::: DATASET EXTRACT :::

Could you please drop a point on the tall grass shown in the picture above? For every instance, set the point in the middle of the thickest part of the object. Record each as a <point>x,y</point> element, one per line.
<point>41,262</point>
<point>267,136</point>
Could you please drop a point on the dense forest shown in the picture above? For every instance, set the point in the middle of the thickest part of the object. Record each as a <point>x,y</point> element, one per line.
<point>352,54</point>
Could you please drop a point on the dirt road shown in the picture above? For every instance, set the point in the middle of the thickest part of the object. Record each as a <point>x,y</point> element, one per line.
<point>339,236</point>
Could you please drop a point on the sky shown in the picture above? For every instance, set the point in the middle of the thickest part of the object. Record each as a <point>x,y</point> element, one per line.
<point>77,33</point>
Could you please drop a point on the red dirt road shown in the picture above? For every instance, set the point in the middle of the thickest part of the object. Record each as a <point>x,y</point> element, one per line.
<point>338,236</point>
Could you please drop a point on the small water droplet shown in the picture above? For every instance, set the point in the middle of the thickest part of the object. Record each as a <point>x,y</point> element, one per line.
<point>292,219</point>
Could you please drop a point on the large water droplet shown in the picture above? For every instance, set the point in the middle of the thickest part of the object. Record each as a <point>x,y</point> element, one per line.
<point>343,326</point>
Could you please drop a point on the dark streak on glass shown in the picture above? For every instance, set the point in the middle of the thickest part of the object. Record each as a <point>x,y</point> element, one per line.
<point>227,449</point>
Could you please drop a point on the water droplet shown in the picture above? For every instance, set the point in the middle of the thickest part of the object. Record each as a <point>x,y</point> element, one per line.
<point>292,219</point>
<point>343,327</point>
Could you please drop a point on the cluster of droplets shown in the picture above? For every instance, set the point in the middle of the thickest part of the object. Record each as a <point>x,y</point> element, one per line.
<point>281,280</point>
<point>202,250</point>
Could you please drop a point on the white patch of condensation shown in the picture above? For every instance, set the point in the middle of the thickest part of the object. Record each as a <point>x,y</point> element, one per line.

:::

» STATED EXERCISE
Rewrite all the entries above, putting "widest part" wherever "thickest part" appears and leaving every other word the same.

» THE RESULT
Could you please drop a point on the tall grass shown in the picture above? For every instance, set the point in the middle of the widest part of the object. Record each as a <point>x,y</point> element, one per line.
<point>41,262</point>
<point>267,136</point>
Could you please drop a point on the dense forest shown in the picture above? For every instance, set the point in the middle of the widest part of the object. Record each as a <point>x,y</point> element, one per line.
<point>352,54</point>
Could you please drop a point on the dirt road shown in the picture above? For every instance, set the point in the middle of the widest part of the object. Record each as a <point>x,y</point> element, one per line.
<point>339,236</point>
Could you please drop a point on the sky shown in the picture above? For every instance, set the point in the middle of the widest part of the object. Record each as a <point>x,y</point> element, one per line.
<point>77,33</point>
Could you please drop a point on the red dirt road shown in the picture above? For every instance, set the point in the middle of the widest part of the object. Record each as a <point>x,y</point> element, one per line.
<point>338,236</point>
Could you please drop a point on the small water droplet shown in the picture above? For every instance, set the point in the middle of the widest part of the object. Record each as a <point>x,y</point> element, one per line.
<point>292,219</point>
Could you please drop a point on the large water droplet shown in the picture above? For every instance, set the point in the middle of the widest part of the object. Record each as a <point>x,y</point> element, one per line.
<point>343,326</point>
Could you please drop a point on the dark streak on glass shown in the picture above? For every instance, set the point in the middle of the widest part of the object. Record each as a <point>x,y</point> element, one per line.
<point>227,449</point>
Could you please drop a point on the water droplet shown in the picture above? For every instance, set the point in the middle of the widest part of the object. Record each as a <point>x,y</point> element, one per line.
<point>292,219</point>
<point>343,327</point>
Could you please drop a point on the cluster of droplets shown in the picture above? For every instance, set the point in the middle of the widest part of the object. Record each as a <point>x,y</point> element, one per line.
<point>281,280</point>
<point>202,250</point>
Could you please drop a point on the white patch of condensation shown in the picture above? For every instance, set the point in the middle of the widest part of the object. Record each as a <point>x,y</point> element, one per line.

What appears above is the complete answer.